Exercise instructions
Exactly reproduce the lines from the line that has "Query: doorway opening" down to the last line of the entries, inclusive.

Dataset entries
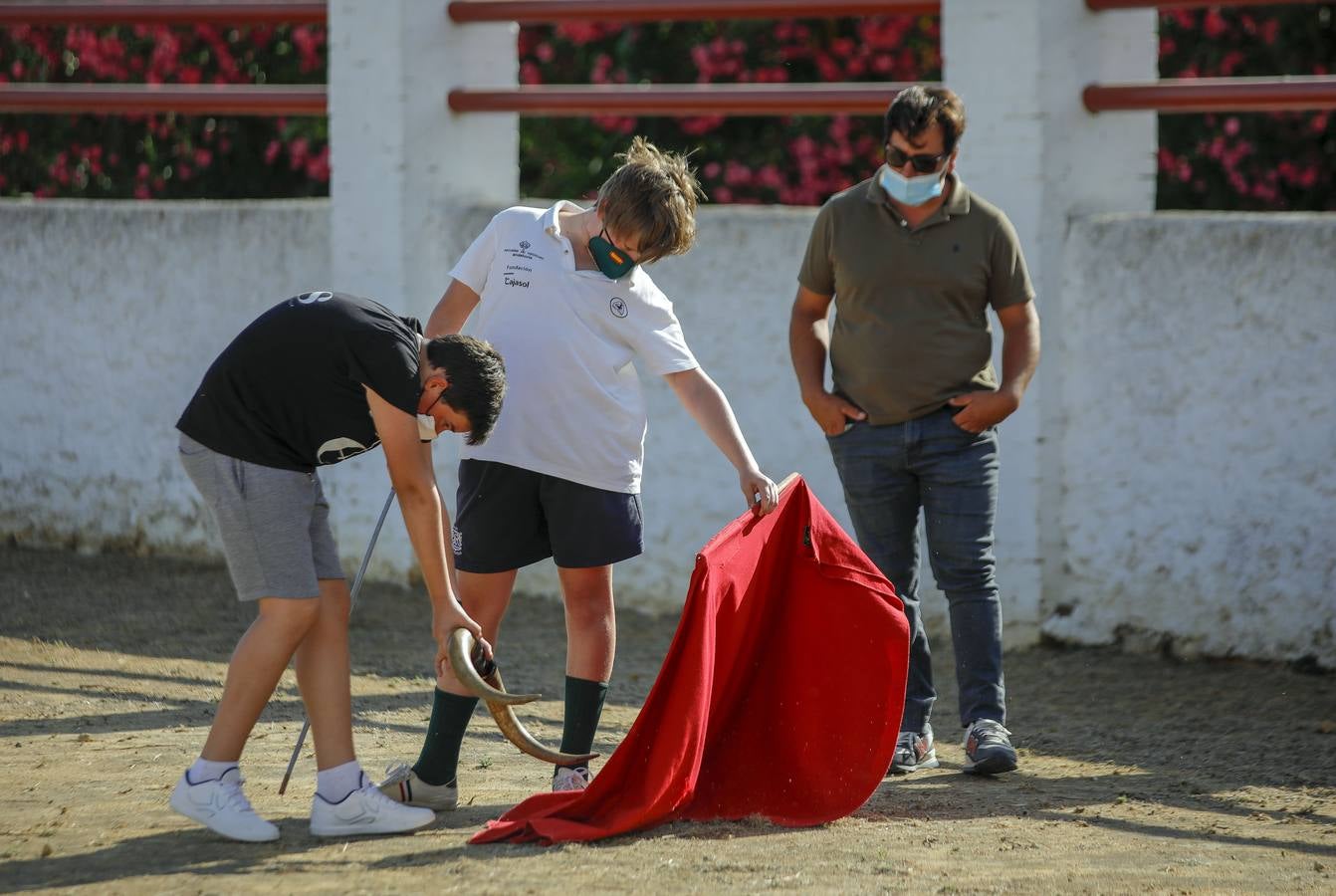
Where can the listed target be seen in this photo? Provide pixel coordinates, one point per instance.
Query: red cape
(780, 695)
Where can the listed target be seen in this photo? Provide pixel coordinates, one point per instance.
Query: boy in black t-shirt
(313, 380)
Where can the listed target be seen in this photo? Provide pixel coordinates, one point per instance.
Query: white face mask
(911, 191)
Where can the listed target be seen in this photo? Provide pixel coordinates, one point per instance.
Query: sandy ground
(1137, 774)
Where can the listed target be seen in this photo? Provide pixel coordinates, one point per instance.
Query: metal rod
(868, 98)
(1100, 6)
(351, 602)
(186, 99)
(544, 11)
(239, 12)
(1216, 95)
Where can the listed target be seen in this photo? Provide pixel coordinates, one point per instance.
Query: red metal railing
(542, 11)
(187, 99)
(1100, 6)
(1216, 95)
(1198, 95)
(1284, 94)
(163, 14)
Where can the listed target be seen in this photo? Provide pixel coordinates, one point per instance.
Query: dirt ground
(1137, 774)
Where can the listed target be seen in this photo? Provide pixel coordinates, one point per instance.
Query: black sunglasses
(922, 163)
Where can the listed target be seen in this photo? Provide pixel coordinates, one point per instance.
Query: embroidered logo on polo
(523, 251)
(512, 275)
(338, 449)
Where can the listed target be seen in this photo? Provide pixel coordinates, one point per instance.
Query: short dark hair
(917, 109)
(477, 380)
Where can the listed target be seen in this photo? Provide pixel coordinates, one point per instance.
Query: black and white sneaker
(914, 751)
(988, 748)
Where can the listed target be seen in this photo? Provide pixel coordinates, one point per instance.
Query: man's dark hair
(477, 380)
(917, 109)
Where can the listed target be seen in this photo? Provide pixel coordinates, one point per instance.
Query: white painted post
(1033, 149)
(403, 165)
(405, 170)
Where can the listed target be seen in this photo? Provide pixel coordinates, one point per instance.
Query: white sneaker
(221, 806)
(570, 779)
(365, 810)
(402, 785)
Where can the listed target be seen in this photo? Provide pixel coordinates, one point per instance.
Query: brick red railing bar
(239, 12)
(186, 99)
(544, 11)
(1216, 95)
(1100, 6)
(678, 99)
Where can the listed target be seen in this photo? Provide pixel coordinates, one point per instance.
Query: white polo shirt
(573, 406)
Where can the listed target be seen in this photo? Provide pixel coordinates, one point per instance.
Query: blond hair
(653, 196)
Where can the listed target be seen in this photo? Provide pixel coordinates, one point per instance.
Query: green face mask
(613, 262)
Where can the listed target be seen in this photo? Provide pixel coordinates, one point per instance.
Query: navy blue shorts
(508, 517)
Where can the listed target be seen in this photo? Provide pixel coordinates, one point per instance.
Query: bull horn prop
(492, 691)
(461, 660)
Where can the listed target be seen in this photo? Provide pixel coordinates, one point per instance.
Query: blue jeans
(889, 473)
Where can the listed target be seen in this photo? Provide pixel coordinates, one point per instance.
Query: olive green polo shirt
(911, 326)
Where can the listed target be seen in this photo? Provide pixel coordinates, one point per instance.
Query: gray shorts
(274, 524)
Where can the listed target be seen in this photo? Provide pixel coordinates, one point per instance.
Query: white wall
(111, 313)
(1195, 486)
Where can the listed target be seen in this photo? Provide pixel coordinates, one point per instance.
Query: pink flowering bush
(1248, 161)
(1260, 161)
(789, 160)
(163, 156)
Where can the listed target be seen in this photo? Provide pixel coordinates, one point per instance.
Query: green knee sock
(584, 707)
(440, 758)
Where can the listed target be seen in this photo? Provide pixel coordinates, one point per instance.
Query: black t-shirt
(289, 390)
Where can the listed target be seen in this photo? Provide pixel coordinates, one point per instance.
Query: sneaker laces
(988, 731)
(397, 772)
(570, 779)
(234, 796)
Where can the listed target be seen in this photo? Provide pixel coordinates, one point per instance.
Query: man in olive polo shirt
(914, 261)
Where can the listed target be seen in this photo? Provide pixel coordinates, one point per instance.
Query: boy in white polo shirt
(562, 297)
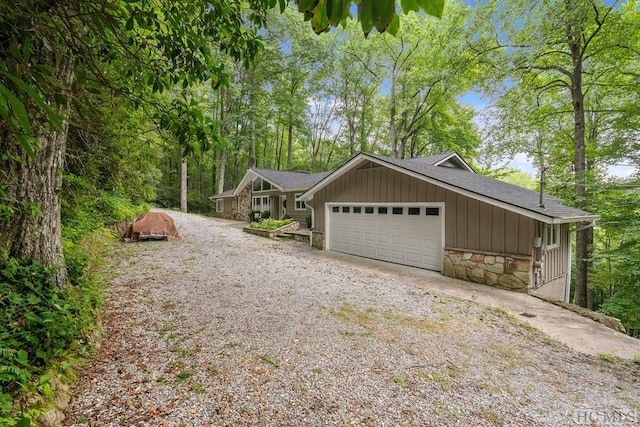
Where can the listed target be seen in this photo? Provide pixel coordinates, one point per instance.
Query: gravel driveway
(227, 328)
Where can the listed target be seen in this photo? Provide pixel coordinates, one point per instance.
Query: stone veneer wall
(240, 206)
(502, 271)
(317, 239)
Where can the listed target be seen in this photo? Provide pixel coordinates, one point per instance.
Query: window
(432, 211)
(261, 203)
(261, 185)
(552, 235)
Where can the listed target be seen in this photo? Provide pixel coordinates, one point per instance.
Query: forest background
(101, 103)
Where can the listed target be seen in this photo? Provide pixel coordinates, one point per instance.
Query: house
(437, 213)
(268, 190)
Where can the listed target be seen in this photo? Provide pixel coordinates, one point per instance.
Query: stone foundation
(272, 233)
(502, 271)
(240, 206)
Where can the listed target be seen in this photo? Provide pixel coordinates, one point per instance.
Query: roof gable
(465, 181)
(282, 180)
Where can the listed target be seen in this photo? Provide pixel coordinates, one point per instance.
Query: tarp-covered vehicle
(152, 226)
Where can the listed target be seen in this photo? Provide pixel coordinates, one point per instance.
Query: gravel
(227, 328)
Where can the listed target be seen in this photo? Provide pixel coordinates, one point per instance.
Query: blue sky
(520, 161)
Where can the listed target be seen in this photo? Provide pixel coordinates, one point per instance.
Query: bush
(41, 323)
(271, 224)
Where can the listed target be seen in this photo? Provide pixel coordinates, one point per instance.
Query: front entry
(409, 234)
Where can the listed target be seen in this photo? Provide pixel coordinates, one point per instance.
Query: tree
(51, 50)
(561, 56)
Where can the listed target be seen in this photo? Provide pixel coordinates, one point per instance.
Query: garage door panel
(414, 240)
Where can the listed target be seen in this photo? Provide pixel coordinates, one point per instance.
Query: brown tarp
(152, 226)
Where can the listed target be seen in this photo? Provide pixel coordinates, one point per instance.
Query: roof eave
(349, 165)
(251, 175)
(457, 157)
(361, 157)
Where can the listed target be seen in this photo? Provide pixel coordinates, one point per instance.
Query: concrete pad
(577, 332)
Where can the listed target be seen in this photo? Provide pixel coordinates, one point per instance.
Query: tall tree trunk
(393, 132)
(33, 231)
(222, 170)
(183, 185)
(290, 140)
(584, 233)
(252, 125)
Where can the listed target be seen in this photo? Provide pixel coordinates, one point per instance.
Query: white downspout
(567, 286)
(313, 221)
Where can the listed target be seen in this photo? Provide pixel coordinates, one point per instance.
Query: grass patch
(606, 357)
(270, 360)
(183, 376)
(375, 321)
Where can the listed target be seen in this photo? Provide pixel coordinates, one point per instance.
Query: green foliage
(616, 263)
(378, 14)
(40, 323)
(271, 224)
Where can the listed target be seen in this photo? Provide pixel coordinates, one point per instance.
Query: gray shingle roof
(292, 180)
(222, 195)
(488, 187)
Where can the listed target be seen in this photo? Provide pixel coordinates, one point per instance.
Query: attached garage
(409, 233)
(436, 213)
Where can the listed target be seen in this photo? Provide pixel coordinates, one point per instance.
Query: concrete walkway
(578, 332)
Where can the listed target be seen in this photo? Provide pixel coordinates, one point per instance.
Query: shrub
(271, 224)
(43, 327)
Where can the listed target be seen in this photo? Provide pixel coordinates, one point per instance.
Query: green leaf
(410, 5)
(365, 15)
(306, 5)
(432, 7)
(320, 21)
(53, 118)
(383, 13)
(394, 26)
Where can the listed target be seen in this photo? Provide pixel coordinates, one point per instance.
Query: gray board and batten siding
(469, 224)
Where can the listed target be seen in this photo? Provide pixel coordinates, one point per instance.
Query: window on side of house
(256, 203)
(261, 185)
(261, 203)
(552, 235)
(432, 211)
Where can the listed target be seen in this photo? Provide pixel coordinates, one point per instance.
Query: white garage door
(410, 235)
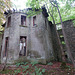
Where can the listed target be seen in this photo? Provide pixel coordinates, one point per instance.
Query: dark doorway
(22, 46)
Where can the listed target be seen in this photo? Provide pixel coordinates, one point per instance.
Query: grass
(7, 71)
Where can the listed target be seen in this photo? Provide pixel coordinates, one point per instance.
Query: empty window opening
(23, 20)
(9, 21)
(6, 46)
(34, 21)
(22, 46)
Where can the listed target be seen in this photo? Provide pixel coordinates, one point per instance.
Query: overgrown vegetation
(33, 68)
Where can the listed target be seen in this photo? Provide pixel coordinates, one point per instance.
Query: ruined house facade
(33, 31)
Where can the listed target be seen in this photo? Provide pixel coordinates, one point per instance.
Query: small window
(9, 21)
(34, 21)
(23, 20)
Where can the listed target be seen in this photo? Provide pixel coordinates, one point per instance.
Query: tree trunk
(67, 44)
(57, 35)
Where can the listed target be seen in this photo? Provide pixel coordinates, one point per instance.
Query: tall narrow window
(34, 21)
(9, 21)
(6, 46)
(22, 46)
(23, 20)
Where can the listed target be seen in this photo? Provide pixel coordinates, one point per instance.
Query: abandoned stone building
(26, 36)
(32, 37)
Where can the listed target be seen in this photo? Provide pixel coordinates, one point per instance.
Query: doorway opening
(6, 46)
(23, 40)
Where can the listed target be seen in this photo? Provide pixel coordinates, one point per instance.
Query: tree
(38, 4)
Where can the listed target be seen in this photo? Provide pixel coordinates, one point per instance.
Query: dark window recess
(34, 21)
(6, 46)
(9, 21)
(23, 20)
(45, 23)
(23, 46)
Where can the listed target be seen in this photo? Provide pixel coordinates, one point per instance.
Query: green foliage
(4, 5)
(17, 71)
(66, 9)
(18, 64)
(7, 71)
(38, 71)
(63, 65)
(50, 63)
(34, 63)
(63, 42)
(73, 23)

Result of this task
Query: doorway opening
(6, 46)
(23, 40)
Where can the listed target be seen in this photo? Provide pixel coordinates, one point per instance.
Query: tree
(38, 4)
Where can the listed target be seen in this photo? Provide pixel coordinates, one point per instance.
Query: dark window recess
(34, 21)
(6, 46)
(9, 21)
(23, 20)
(45, 23)
(23, 46)
Where can the listed target be seen in this photo? Provide pixel coordinates, one point per instance.
Query: green foliage
(4, 5)
(17, 71)
(66, 9)
(18, 64)
(7, 71)
(38, 71)
(63, 65)
(50, 63)
(34, 63)
(63, 42)
(73, 23)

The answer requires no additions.